**Problems to solve:**
**a)** Answer these questions from the reply about trimming whitespace from macro actuals:
(i) At which company had Steven's points been discussed internally?
(ii) Where does C's preprocessor strip whitespace relative to the token-pasting "operator"?
(iii) Which draft did Brad Pierce search for "white space" and "whitespace"?
**b)** From the reply about trimming whitespace from macro actuals, extract the passage from "From: Coffin, Eric" up to and including "arguments become standard.", copied word for word.
--- start of Excerpt ---
Re: [sv-bc] Trimming whitespace from macro actuals

From: Coffin, Eric <eric_coffin_at_.....> Date: Mon Sep 10 2007 - 14:42:04 PDT · This archive was generated by hypermail 2.1.8 : Mon Sep 10 2007 - 14:43:27 PDT

Steven brings up a number of points that have been discussed at some 
length internally at Mentor. Given the fact that many verification 
methodologies require macro use, and that the LRM's treatment seems to 
come up a little short, I would like to see a rework of the macro 
section in the next release of the LRM.

We're open to any changes which unambiguously define how to create and 
use macros. Some experimentation leads me to prefer an implementation in 
which macro text is tokenized, especially if macros with optional 
arguments become standard.

For what its worth, C's preprocessor strips all whitespace from both the 
left and the right of the token-pasting "operator". What if the macro 
body contains an escaped identifier terminated by a \n and the next two 
characters in the input stream are tick-tick? There a lot of 
complications here that will require a set of carefully explored rules.

Eric Coffin
eric_coffin@mentor.com

Brad Pierce wrote:
> Steven,
>
> I looked through every occurrence of "white space" and "whitespace" in
> Draft 3a, but did not find the following rule --
>
>   
>> The LRM says that whitespace at the beginning and end of the arguments
>>     
> is removed.
>
> Maybe you were thinking of the LRM's discussion of macro formals?
--- end of Excerpt ---
--- start of Material ---
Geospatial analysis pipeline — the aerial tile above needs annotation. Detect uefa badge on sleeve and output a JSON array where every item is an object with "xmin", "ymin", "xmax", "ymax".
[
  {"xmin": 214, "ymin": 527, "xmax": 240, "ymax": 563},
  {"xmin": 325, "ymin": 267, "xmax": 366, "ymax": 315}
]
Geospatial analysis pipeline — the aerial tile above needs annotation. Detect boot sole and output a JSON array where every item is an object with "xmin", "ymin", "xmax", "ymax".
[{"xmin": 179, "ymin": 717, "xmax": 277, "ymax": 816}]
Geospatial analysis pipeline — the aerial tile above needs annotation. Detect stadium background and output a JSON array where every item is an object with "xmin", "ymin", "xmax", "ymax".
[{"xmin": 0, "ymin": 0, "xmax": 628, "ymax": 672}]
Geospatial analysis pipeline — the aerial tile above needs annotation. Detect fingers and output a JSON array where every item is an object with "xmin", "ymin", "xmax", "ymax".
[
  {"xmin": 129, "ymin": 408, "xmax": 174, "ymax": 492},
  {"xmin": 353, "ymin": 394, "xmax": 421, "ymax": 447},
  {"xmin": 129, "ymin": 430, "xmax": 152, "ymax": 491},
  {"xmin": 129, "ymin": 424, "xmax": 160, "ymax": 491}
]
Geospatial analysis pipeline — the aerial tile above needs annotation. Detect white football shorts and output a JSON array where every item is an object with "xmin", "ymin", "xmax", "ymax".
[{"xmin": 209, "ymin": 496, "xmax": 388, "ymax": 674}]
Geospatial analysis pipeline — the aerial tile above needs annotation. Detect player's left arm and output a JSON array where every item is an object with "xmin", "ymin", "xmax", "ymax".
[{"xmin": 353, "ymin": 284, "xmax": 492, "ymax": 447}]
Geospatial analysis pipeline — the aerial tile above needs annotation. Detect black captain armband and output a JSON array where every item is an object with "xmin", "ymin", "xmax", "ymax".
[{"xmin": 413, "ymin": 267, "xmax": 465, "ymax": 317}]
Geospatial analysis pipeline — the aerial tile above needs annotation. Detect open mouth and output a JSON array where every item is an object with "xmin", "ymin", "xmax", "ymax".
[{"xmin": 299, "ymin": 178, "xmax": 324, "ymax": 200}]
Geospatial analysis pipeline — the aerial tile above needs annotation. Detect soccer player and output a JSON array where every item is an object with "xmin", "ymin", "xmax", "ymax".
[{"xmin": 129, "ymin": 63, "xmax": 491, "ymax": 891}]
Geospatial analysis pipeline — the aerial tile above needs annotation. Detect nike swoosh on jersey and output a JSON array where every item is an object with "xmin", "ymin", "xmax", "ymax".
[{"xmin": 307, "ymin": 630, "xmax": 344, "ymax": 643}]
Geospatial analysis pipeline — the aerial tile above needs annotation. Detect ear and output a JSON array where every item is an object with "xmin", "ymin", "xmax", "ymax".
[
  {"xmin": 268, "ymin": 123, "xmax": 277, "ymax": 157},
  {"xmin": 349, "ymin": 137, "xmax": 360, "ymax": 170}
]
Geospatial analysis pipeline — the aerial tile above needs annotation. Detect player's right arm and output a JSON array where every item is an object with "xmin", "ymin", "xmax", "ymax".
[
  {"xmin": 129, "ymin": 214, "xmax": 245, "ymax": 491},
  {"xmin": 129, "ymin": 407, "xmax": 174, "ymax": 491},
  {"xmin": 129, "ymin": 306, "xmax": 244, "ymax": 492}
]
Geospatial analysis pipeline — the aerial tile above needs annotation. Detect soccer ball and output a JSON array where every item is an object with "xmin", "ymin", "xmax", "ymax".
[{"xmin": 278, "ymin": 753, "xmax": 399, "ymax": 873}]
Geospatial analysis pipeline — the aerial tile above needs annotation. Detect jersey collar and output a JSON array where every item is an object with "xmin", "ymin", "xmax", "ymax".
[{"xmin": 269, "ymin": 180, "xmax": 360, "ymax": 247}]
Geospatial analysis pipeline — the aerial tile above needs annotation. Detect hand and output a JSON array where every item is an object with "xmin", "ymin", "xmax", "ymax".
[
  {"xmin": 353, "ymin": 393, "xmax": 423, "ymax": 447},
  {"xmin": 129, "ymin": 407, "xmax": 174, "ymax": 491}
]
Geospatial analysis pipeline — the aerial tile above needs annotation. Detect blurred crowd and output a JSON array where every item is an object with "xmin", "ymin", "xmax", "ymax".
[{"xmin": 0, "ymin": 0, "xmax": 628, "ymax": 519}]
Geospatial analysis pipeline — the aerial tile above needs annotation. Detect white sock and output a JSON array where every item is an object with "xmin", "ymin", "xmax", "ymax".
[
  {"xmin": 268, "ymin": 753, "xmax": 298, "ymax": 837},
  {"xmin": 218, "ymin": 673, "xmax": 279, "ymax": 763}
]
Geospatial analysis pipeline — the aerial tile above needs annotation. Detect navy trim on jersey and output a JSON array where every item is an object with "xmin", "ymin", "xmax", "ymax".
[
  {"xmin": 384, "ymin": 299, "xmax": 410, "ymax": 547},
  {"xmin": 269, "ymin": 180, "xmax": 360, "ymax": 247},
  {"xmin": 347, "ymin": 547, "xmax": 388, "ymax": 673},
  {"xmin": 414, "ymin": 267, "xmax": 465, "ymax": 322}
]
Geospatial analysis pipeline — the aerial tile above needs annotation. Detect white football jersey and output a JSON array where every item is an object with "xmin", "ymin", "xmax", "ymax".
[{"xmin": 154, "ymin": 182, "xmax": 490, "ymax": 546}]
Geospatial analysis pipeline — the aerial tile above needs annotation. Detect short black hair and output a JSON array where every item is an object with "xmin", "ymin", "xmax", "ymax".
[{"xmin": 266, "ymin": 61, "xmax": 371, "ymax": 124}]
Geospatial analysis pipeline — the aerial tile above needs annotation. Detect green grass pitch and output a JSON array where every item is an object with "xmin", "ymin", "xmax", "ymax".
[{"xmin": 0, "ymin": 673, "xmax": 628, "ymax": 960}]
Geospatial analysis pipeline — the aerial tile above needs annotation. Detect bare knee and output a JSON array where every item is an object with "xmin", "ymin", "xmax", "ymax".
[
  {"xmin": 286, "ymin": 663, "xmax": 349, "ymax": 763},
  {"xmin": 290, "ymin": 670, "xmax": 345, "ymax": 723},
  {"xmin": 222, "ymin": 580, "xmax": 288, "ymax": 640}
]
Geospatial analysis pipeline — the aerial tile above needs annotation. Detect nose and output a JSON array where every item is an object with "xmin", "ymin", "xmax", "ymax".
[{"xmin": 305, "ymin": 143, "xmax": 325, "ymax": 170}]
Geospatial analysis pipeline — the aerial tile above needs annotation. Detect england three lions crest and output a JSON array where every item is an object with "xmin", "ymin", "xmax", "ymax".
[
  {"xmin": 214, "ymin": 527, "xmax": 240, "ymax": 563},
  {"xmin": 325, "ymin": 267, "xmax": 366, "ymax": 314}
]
--- end of Material ---
**Task-by-task results:**
**a)**
(i) Mentor
(ii) From both the left and the right of it
(iii) Draft 3a

**b)**
From: Coffin, Eric <eric_coffin_at_.....> Date: Mon Sep 10 2007 - 14:42:04 PDT · This archive was generated by hypermail 2.1.8 : Mon Sep 10 2007 - 14:43:27 PDT

Steven brings up a number of points that have been discussed at some 
length internally at Mentor. Given the fact that many verification 
methodologies require macro use, and that the LRM's treatment seems to 
come up a little short, I would like to see a rework of the macro 
section in the next release of the LRM.

We're open to any changes which unambiguously define how to create and 
use macros. Some experimentation leads me to prefer an implementation in 
which macro text is tokenized, especially if macros with optional 
arguments become standard.